*WHAT THE EXERCISE ASKS*:
Collect and copy out every line in the items below that contains the string "surface". Letter case counts.

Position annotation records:
▼

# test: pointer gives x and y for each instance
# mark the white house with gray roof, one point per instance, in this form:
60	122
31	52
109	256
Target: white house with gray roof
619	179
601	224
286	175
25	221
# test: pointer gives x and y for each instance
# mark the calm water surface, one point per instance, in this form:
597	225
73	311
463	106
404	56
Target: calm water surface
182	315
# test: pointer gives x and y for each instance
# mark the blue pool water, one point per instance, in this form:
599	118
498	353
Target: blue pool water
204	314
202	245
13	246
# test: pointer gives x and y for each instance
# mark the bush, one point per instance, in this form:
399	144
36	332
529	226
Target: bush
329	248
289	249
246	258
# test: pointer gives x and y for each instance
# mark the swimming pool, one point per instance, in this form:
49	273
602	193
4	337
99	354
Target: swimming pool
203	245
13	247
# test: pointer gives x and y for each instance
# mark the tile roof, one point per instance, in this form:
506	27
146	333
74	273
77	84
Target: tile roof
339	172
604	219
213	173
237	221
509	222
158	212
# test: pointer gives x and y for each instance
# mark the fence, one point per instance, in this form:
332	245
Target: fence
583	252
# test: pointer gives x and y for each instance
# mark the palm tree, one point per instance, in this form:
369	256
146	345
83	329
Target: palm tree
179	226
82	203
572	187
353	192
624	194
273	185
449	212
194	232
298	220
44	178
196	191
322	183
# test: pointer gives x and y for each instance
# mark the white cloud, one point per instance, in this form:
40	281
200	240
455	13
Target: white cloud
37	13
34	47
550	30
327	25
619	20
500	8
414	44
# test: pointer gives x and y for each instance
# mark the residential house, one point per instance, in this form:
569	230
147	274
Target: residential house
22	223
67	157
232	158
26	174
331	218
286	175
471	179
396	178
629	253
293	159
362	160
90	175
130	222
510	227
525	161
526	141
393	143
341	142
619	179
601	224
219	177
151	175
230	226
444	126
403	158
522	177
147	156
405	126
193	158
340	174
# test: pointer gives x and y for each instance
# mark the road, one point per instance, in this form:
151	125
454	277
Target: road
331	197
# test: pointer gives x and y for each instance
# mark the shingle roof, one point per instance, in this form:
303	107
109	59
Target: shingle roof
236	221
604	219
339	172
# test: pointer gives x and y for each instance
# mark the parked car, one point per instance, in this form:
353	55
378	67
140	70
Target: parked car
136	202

▲

*ANSWER FOR THE TASK*:
# mark the calm water surface, one point per instance, in this form:
Target: calm water surface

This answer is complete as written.